*Exercise brief*: Carry on the excerpt below on guard labor and inequality in the U.S., picking up after its last sentence.

Extract below:

As income and wealth inequality has grown in the developed world, so have the ranks of security guards—for gated communities, upscale residential buildings, corporate offices, exclusive events, and more. That trend– more inequality, more guards– seems especially apparent here in the U.S.  We now employ as many private security guards as high school teachers — over one million of them, or nearly double their number in 1980.  And that’s just a small fraction of what we call “guard labor.”  In addition to private security guards, that includes police officers, members of the armed forces, prison and court officials, civilian employees of the military, and those producing weapons: a total of 5.2 million workers in 2011– a far larger number than we have of teachers at all levels.

Samuel Bowles, a professor at the Santa Fe Institute, and Arjun Jayadev, of the University of Massachusetts- Boston, explore these findings in their Opinionator piece “One Nation Under Guard.”

In America, growing inequality has been accompanied by a boom in gated communities and armies of doormen controlling access to upscale apartment buildings. We did not count the doormen, or those producing the gates, locks and security equipment. One could quibble about the numbers; we have elsewhere adopted a broader definition, including prisoners, work supervisors with disciplinary functions, and others.

End of Extract.
Entries shown below:

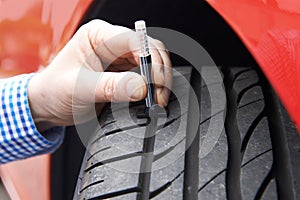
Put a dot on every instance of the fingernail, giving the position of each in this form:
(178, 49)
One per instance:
(135, 88)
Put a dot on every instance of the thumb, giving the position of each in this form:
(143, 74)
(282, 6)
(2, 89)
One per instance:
(116, 86)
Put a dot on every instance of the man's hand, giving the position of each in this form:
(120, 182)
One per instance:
(93, 69)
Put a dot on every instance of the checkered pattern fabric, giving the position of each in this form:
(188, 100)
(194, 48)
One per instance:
(19, 137)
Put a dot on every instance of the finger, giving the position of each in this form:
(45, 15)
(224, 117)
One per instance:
(109, 42)
(124, 86)
(165, 73)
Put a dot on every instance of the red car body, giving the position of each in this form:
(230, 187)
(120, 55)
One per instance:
(33, 31)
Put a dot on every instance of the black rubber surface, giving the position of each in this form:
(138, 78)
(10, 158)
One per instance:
(255, 156)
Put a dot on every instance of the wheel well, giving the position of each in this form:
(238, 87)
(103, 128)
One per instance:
(195, 18)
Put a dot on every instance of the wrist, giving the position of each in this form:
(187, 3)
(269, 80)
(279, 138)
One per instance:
(37, 103)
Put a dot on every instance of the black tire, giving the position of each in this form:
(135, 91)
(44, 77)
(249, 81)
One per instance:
(253, 157)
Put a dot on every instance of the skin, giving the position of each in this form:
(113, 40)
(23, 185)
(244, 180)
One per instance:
(92, 69)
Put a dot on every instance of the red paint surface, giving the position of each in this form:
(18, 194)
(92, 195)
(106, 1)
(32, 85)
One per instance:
(31, 33)
(270, 29)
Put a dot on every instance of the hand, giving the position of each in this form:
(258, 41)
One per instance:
(93, 69)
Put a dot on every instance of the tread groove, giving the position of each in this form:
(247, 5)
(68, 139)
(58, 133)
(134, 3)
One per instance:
(91, 184)
(250, 132)
(233, 189)
(264, 184)
(118, 158)
(164, 187)
(243, 92)
(115, 194)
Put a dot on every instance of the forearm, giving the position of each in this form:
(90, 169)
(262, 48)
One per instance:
(19, 136)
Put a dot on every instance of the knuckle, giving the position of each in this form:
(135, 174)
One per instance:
(108, 89)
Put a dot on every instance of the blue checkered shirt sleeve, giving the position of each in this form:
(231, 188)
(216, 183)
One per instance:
(19, 137)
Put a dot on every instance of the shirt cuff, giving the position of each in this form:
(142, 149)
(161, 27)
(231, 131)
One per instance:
(19, 137)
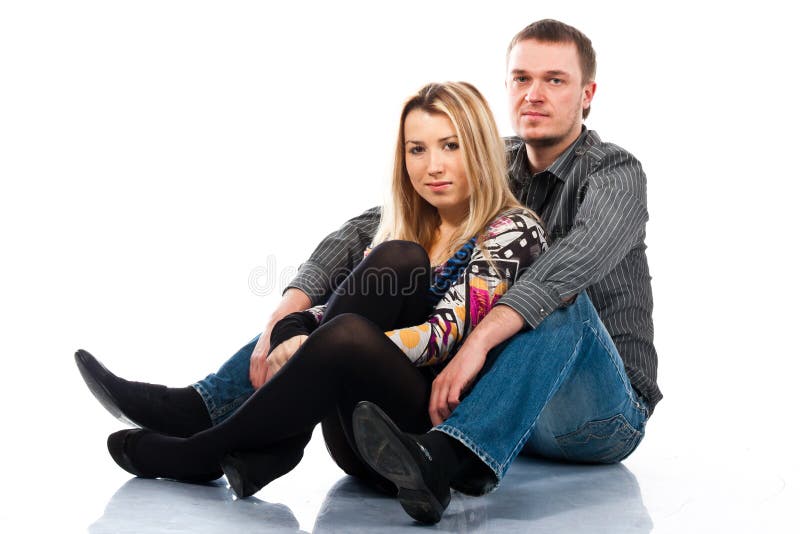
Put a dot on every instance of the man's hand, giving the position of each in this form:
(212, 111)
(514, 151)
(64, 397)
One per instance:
(457, 376)
(282, 353)
(293, 300)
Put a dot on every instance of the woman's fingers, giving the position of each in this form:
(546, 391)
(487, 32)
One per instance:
(282, 354)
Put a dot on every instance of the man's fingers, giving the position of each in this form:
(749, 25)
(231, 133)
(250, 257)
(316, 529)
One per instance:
(453, 400)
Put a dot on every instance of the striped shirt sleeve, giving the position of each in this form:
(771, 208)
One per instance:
(609, 222)
(336, 256)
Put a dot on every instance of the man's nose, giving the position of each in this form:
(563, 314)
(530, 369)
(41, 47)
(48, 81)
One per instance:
(534, 92)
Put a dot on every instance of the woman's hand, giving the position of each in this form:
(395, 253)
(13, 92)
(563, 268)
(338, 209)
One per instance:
(282, 353)
(293, 300)
(456, 377)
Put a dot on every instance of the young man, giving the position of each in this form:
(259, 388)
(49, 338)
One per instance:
(563, 367)
(575, 385)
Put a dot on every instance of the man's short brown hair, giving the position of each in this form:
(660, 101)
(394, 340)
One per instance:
(554, 31)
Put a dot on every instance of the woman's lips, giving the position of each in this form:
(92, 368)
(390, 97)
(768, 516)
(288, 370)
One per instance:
(438, 186)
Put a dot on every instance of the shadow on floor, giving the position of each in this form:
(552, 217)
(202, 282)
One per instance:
(145, 506)
(536, 496)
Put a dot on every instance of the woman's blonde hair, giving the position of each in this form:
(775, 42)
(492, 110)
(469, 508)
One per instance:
(406, 215)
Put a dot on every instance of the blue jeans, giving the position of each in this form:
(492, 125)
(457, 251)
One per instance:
(559, 391)
(575, 404)
(228, 388)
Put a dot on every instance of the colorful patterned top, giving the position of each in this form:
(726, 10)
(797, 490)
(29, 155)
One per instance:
(513, 241)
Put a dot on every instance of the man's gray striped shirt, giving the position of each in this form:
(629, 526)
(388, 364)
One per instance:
(593, 202)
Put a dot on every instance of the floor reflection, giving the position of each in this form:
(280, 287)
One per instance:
(142, 506)
(536, 496)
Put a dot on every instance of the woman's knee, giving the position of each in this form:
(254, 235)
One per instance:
(396, 253)
(343, 333)
(396, 268)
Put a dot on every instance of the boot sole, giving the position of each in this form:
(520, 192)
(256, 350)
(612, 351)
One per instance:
(233, 472)
(97, 388)
(377, 439)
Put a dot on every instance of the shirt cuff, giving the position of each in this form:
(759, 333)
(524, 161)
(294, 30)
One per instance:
(311, 280)
(532, 301)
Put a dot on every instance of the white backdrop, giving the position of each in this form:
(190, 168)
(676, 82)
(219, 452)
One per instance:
(154, 154)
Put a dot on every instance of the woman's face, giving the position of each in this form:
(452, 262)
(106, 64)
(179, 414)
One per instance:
(434, 162)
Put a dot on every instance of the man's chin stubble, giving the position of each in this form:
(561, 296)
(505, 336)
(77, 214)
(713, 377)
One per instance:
(542, 142)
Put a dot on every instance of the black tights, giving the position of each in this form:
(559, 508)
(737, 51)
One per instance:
(347, 359)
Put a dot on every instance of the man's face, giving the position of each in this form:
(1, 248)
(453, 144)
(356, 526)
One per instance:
(546, 93)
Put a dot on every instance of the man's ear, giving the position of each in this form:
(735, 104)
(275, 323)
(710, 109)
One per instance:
(588, 94)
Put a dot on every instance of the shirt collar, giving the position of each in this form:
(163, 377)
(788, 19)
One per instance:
(521, 170)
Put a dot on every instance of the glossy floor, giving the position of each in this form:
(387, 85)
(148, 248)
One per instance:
(77, 488)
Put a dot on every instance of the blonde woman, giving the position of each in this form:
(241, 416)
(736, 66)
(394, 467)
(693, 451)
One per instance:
(451, 241)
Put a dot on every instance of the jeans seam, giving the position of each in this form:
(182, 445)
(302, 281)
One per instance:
(207, 398)
(633, 397)
(485, 457)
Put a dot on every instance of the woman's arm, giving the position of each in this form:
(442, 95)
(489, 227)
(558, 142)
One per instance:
(513, 241)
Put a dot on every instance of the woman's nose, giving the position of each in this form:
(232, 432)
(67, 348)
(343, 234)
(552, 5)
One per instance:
(435, 164)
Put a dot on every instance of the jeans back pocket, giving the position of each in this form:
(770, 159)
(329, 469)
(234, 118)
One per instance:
(603, 441)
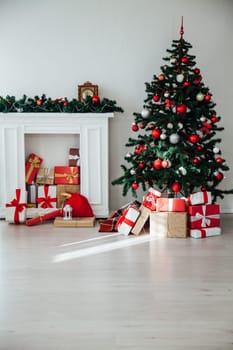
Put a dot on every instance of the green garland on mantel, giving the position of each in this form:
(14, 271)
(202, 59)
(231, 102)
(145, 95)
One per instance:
(42, 104)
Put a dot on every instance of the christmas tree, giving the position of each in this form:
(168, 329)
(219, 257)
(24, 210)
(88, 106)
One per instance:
(176, 149)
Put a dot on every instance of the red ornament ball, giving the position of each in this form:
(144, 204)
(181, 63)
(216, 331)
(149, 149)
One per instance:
(95, 99)
(135, 185)
(141, 165)
(156, 133)
(197, 71)
(219, 176)
(214, 119)
(134, 127)
(181, 109)
(156, 98)
(194, 138)
(184, 59)
(219, 160)
(157, 164)
(176, 187)
(207, 97)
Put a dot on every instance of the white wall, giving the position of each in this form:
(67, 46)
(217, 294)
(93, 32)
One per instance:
(52, 46)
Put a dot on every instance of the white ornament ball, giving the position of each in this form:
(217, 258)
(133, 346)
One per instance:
(179, 78)
(163, 136)
(145, 113)
(216, 150)
(174, 138)
(200, 96)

End of Entries shown.

*Task result*:
But however one totes up guard labor in the United States, there is a lot of it, and it seems to go along with economic inequality. States with high levels of income inequality — New York and Louisiana — employ twice as many security workers (as a fraction of their labor force) as less unequal states like Idaho and New Hampshire.

When we look across advanced industrialized countries, we see the same pattern: the more inequality, the more guard labor. As the graph shows, the United States leads in both…

Bowles and Javadev conclude by quoting an august Utilitarian…

“It is lamentable to think,” wrote the philosopher John Stuart Mill, in 1848, “how a great proportion of all efforts and talents in the world are employed in merely neutralizing one another.” He went on to conclude, “It is the proper end of government to reduce this wretched waste to the smallest possible amount, by taking such measures as shall cause the energies now spent by mankind in injuring one another, or in protecting themselves from injury, to be turned to the legitimate employment of the human faculties.”

This venerable call to beat swords into plowshares resonates still in America and beyond. Addressing unjust inequality would help make this possible.

Read the whole piece here.  [TotH to The Society Pages]

*”Who will watch the watchmen” (or literally, “who will guard the guards themselves?”)  Juvenal, Satires (VI, lines 347–8)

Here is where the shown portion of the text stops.